### TEXT PASSAGE:

________________________

Russia and Ukraine are enforcing new coronavirus restrictions at the regional level and pleading with their citizens to get vaccinated, in a sign that both countries have failed to get to grips with rampant outbreaks driven by low vaccination rates.
The restrictions are a grudging effort that authorities say will save lives, as both countries search for an answer to vaccine hesitancy. About 30% of Russians and just 16% of Ukrainians have been fully vaccinated.
Amid a “worst-case scenario” surge of cases, authorities in Moscow shut down non-essential services for 11 days on Thursday, two days before the start of a week-long nationwide paid holiday announced by President Vladimir Putin last weekend. Schools and many offices have been closed in the capital, and restaurants told to offer a takeaway service only.
The Russian army announced plans to set up a coronavirus hospital in the Moscow region. The “specialised hospital” would be staffed by “brigades of doctors and nurses,” the Ministry of Defence said in a statement quoted by state media.
The latest wave of infections in Russia has put the Kremlin in a difficult position. It has had to admit to a failure at the national level at halting the spread of the virus but also wants to distance itself from new lockdown measures, which are extremely unpopular among ordinary Russians.
Records are being broken on an almost daily basis in Russia and Ukraine. On Thursday, Russia reported new one-day highs of 1,159 deaths and 40,000 infections. Ukraine reported a record 734 coronavirus-related deaths on Tuesday, and 576 deaths on Wednesday.
Officials in Ukraine say some people who are required to get vaccinated, such as teachers, have sought to avoid the jab by buying fake vaccination certificates. Kyiv’s local government said it would require residents to present vaccine certificates to use restaurants, gyms, and public transport.

________________________

### ACTIVITY:
Rewrite the coronavirus-restrictions passage starting with "The Russian army" and going on through "deaths on Wednesday.", swapping "Kremlin" for "Russian government".

________________________

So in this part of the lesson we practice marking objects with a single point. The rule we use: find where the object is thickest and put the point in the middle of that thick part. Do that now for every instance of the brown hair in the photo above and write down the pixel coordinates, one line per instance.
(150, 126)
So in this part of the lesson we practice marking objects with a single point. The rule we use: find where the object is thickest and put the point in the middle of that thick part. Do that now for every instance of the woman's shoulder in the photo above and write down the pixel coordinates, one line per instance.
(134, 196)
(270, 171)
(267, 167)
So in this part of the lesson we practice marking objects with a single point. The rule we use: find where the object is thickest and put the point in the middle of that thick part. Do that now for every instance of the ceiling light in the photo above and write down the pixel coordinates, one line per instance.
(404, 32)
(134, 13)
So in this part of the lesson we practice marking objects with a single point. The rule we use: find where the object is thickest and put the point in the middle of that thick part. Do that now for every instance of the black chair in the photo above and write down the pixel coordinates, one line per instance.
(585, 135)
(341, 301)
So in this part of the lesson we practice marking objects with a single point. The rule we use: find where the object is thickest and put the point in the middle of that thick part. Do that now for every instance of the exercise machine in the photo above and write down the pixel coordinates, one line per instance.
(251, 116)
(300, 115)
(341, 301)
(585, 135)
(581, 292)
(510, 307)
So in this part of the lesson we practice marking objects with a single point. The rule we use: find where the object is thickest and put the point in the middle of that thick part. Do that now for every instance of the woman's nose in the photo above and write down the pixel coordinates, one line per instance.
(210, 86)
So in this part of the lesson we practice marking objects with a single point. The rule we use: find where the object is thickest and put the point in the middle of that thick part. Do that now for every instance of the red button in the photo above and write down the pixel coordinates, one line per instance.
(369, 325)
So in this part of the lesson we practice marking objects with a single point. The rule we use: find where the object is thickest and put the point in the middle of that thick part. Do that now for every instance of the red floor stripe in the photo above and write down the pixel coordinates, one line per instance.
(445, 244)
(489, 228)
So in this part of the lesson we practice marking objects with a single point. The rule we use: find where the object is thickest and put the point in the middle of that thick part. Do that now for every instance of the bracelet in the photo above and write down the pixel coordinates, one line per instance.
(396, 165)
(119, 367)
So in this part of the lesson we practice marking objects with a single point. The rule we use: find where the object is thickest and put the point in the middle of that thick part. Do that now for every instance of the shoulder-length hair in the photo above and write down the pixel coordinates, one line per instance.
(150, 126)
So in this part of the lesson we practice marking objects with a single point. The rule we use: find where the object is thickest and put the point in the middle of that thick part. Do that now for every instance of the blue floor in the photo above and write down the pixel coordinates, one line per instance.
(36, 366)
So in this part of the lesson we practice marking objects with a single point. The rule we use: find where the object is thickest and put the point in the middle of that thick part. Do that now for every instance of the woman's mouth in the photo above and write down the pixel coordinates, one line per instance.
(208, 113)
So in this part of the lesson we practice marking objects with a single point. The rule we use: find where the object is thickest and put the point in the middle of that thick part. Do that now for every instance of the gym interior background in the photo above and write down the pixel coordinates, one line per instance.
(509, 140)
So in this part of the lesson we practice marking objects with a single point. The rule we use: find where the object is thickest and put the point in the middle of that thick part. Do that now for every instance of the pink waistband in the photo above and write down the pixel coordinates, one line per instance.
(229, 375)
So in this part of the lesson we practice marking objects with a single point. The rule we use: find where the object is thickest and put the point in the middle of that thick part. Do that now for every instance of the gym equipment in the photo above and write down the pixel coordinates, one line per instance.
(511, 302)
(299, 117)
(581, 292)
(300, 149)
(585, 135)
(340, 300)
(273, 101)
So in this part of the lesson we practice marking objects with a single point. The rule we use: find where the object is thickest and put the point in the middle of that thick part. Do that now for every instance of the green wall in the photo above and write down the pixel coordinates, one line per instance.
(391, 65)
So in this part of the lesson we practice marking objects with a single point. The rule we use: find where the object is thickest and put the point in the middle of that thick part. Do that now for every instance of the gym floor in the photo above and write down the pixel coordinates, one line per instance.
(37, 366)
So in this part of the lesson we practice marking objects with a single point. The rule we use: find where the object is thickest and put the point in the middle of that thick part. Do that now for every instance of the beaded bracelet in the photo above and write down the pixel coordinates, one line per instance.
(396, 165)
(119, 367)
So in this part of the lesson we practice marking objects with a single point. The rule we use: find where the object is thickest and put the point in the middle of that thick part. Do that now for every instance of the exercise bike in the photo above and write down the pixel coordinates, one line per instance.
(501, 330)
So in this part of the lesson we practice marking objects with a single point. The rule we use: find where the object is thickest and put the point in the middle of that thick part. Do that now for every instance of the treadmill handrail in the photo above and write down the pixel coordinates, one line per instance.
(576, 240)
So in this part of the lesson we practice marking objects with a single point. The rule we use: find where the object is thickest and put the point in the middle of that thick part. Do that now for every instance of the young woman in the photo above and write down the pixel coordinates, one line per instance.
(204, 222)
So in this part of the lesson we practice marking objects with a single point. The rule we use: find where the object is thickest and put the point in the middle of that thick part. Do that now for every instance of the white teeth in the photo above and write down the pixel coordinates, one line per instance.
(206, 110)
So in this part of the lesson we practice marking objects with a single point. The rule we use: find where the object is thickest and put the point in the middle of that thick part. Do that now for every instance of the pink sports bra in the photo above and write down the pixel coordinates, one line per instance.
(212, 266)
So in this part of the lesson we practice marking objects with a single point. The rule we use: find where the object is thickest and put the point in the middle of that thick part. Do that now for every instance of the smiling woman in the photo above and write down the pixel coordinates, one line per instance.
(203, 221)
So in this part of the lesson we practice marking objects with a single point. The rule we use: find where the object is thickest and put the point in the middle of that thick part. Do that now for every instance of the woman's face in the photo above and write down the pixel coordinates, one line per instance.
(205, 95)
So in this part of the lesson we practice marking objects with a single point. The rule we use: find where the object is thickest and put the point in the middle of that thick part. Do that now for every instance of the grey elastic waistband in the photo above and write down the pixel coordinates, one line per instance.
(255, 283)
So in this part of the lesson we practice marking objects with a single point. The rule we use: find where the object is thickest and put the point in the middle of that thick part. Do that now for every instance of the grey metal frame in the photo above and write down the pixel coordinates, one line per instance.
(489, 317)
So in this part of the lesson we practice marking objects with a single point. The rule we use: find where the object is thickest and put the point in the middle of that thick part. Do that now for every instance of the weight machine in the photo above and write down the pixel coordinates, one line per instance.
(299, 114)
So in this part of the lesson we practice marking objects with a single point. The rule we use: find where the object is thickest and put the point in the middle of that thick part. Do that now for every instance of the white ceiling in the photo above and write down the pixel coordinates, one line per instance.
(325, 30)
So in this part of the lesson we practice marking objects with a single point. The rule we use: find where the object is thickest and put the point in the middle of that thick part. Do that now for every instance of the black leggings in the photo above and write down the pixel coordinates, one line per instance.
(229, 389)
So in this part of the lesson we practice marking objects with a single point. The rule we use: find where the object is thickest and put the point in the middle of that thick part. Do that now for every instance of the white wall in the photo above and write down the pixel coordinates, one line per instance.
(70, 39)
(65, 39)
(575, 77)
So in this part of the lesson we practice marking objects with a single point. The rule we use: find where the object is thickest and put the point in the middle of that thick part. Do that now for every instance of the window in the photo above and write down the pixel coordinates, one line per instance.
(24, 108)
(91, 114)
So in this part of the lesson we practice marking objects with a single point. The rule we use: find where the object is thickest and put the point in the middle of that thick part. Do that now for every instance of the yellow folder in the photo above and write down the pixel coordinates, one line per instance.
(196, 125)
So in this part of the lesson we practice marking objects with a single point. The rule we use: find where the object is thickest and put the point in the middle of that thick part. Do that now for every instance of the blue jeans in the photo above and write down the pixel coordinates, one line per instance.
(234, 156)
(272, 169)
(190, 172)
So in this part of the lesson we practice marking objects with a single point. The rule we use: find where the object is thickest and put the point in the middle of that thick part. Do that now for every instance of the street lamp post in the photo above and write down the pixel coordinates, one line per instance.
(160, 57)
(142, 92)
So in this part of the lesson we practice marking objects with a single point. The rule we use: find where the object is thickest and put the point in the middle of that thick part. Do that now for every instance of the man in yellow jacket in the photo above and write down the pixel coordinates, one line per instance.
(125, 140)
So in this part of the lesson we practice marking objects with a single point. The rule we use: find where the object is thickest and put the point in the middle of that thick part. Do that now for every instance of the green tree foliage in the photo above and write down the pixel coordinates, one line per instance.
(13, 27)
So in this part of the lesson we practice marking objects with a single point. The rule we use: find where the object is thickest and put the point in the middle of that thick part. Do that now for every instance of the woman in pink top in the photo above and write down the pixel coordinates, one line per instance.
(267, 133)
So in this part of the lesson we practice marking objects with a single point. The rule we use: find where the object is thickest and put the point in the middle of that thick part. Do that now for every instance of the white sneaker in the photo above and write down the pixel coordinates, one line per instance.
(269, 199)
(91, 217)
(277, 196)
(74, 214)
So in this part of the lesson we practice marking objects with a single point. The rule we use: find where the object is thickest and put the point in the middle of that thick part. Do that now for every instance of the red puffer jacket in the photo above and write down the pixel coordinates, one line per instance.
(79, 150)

________________________

### RESULT:
The Russian army announced plans to set up a coronavirus hospital in the Moscow region. The “specialised hospital” would be staffed by “brigades of doctors and nurses,” the Ministry of Defence said in a statement quoted by state media.
The latest wave of infections in Russia has put the Russian government in a difficult position. It has had to admit to a failure at the national level at halting the spread of the virus but also wants to distance itself from new lockdown measures, which are extremely unpopular among ordinary Russians.
Records are being broken on an almost daily basis in Russia and Ukraine. On Thursday, Russia reported new one-day highs of 1,159 deaths and 40,000 infections. Ukraine reported a record 734 coronavirus-related deaths on Tuesday, and 576 deaths on Wednesday.